Testo fornito.
________

Ma il motivo principale dell’atteggiamento attendista della Commissione Europea risiede soprattutto su valutazioni di ordine politico: non danneggiare il nuovo corso di Renzi in Italia
(anche se finora si è trattato più di annunci che di fatti…) e tener conto della delicata situazione francese dove le difficoltà del presidente Hollande coincidono con l’ascesa dei consensi per il Front National di Marine Le Pen, un partito noto per le posizioni antieuropee e soprattutto anti euro.

Intanto l’inflazione europea è ormai vicina allo zero ( ma in alcuni paesi già si può parlare di deflazione…), mentre l’obiettivo della Banca Centrale Europea (BCE), guidata da Mario Draghi, dovrebbe  essere un’inflazione del 2%!!

Il tasso di disoccupazione dell’eurozona è pari all’11,5% ( in Italia è giunto al 13,2% il più elevato  da circa quarant’anni!; in Spagna è al 24%, in Francia al 10,5% e, guarda un po’, in Germania al 4,9%!!!!!)

Ormai siamo alla “giapponesizzazione” dell’Europa, ovvero al mix di bassissima inflazione e stagnazione economica che ha caratterizzato l’economia giapponese nelle ultime due decadi.

A  Washington sembrano molto più preoccupati di noi europei; l’Europa rappresenta un quarto del prodotto lordo mondiale e dallo scoppio della crisi economica internazionale nel 2008 non è stata in grado di supportare, come  gli USA, la crescita economica, anzi….

Le banche centrali di USA e del Giappone hanno inondato le rispettive economie di liquidità ( quantitative easing) ottenendo qualche risultato, mentre in Europa la situazione è bloccata dall’ostruzionismo tedesco che non intende accettare un’ interpretazione più flessibile del mandato della BCE.

Le critiche a Draghi, soprattutto da parte di esponenti del governo tedesco, non sono più indirette e allusive; ormai viene accusato apertamente dai tedeschi per la politica monetaria troppo espansiva, per i tassi di interesse  scesi a livelli minimi e per lo scudo predisposto a difesa dei titoli pubblici dei paesi più indebitati ed esposti alla speculazione finanziaria internazionale ( il famigerato spread fra titoli tedeschi ed italiani è sceso a 135 basis points rispetto ai livelli astronomici del 2011…).

Draghi è ben consapevole che la politica monetaria da sola non può contrastare la deflazione e la stagnazione economica e pertanto sollecita l’intervento dei governi affinché vengano realizzati investimenti  produttivi e nelle infrastrutture per  contrastare la disoccupazione e favorire la ripresa dell’economia.

________

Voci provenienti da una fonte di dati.
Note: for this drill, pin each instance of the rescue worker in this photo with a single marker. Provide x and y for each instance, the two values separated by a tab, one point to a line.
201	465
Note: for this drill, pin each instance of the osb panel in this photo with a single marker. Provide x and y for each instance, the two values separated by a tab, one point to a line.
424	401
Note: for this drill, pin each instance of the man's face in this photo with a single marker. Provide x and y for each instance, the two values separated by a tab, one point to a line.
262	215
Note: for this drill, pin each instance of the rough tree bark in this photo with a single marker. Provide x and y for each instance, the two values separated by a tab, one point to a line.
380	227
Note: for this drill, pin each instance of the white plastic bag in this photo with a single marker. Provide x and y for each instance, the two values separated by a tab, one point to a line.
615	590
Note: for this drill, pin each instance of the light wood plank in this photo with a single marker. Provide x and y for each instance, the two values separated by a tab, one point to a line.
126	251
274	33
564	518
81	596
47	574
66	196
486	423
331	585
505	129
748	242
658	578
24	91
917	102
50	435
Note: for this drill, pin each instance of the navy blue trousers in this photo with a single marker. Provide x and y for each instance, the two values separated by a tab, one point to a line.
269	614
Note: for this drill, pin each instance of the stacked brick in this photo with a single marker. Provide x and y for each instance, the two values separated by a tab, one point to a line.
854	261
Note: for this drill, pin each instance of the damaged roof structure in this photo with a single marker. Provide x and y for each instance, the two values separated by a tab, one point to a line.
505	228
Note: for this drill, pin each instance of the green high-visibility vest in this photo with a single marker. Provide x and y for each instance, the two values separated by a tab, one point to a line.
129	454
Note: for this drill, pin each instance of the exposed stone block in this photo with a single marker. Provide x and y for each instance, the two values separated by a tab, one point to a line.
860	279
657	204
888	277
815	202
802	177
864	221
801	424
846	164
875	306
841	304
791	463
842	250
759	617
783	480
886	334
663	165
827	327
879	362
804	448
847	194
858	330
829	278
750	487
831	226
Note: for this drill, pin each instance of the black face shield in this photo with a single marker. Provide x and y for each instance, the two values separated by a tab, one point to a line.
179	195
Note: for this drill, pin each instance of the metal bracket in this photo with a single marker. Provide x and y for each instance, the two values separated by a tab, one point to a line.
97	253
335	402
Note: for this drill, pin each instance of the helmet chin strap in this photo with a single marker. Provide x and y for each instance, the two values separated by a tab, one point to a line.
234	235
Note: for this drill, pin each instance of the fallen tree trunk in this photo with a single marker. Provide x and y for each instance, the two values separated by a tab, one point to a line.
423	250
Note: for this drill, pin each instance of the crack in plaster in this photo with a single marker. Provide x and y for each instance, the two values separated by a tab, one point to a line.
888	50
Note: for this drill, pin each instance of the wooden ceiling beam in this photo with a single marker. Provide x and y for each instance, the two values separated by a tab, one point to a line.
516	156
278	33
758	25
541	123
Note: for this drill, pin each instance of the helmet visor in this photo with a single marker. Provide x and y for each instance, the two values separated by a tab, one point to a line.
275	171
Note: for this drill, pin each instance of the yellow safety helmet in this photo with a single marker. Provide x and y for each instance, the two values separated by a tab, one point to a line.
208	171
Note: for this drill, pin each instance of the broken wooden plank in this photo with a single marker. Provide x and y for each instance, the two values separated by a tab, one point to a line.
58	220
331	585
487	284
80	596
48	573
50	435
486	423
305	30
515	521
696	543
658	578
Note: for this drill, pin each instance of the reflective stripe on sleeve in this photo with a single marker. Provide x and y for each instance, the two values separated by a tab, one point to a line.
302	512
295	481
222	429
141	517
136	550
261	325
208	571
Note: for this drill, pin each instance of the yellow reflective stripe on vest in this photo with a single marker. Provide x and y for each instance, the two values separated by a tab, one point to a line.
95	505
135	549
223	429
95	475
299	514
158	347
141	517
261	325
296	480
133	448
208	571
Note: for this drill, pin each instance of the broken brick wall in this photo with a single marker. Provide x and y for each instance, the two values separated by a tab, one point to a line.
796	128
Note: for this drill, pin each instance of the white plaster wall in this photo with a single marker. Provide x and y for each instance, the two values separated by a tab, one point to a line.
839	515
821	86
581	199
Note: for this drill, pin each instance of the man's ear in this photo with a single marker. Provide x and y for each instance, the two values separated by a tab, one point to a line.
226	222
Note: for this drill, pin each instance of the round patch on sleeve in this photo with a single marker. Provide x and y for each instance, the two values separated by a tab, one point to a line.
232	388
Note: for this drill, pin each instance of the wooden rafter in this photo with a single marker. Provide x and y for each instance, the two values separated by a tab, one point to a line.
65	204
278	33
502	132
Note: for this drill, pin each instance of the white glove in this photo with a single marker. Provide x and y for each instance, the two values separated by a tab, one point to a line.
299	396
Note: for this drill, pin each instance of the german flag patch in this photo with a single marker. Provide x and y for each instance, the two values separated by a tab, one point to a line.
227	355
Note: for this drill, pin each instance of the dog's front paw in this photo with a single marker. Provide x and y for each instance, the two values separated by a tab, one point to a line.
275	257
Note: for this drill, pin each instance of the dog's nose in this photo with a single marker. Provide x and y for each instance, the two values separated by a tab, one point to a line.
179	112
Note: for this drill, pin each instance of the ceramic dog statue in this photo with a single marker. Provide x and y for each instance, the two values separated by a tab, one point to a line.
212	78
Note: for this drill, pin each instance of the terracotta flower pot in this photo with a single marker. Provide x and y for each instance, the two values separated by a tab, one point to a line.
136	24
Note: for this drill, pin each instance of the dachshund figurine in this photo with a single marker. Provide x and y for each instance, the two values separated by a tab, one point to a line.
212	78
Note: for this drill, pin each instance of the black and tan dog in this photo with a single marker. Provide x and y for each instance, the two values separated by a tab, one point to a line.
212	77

________

Compito scritto A. Secondo il testo sull'economia europea, qual è il tasso di disoccupazione in Germania?
Compito scritto B. Scrivi il seguito del testo sull'economia europea, cominciando subito dopo la sua ultima frase.
Le voci costituiscono un materiale a sé, separato dal testo.

Risposta A. In Germania il tasso di disoccupazione è al 4,9%.

Risposta B.
Questi investimenti potrebbero essere finanziati anche direttamente dall’Europa, mediante una sorta di piano Marshall con l’emissione di prestiti garantiti dalla Comunità europea. Si tratterebbe di prendere atto che la gravità della crisi necessita di nuove politiche e di strumenti eccezionali.

Finalmente la montagna ha partorito il topolino! Juncker  ha proposto un prestito potenziale di 315 miliardi di euro ai vari Stati dell’unione, ma le risorse reali messe  sul piatto ammontano a soli 21 miliardi. Il fondo, per raggiungere l’ammontare definito, dovrebbe ricevere finanziamenti dagli stessi stati e da istituzioni  internazionali e gli investimenti finanziati non sarebbero considerarti ai fini del patto di stabilità. Troppo poco, soprattutto in considerazione  dei potenziali attacchi speculativi sull’euro e sul mercato dei nostri titoli di stato  che potrebbero ripartire da un momento all’altro a seguito di eventi di politica interna europea ( prossime elezioni in Grecia, per esempio) o internazionali.

La storia europea degli ultimi decenni può fornirci qualche utile riferimento per interpretare più correttamente i fatti odierni.

Francois Mitterand, presidente della Repubblica francese dal 1981 al 1985, più volte ministro e  segretario per un lungo periodo del grande partito socialista francese,  uno dei più eminenti uomini politici  francesi del secolo scorso, nutriva un grande timore : la forza economica della  Germania e la sua naturale predisposizione all’egemonia sul continente europeo.

Ciononostante nell’ottobre del 1990 diede il suo accordo alla riunificazione  delle due Germanie, sia  perché aveva a che fare con un gentiluomo di nome Helmut Khol, cancelliere  della Repubblica Federale tedesca dall’82 al 1998, un grande statista europeo che credeva sinceramente nel futuro dell’Europa unita e sovrana e sia perché riuscì ad ottenere un’ importante contropartita : l’accelerazione dell’Unione economica e monetaria europea ( sancita nel 1992 dal  trattato di Maastricht e  nel 1999 con la nascita dell’euro).

Contrariamente  ad  Andreotti che  amava così tanto la Germania da continuare a desiderarne  due, Mitterand, da buon sciovinista francese,  ritenne di poter  gestire la presenza in Europa di un partner così ingombrante semplicemente annullando la sua  moneta : il potente marco.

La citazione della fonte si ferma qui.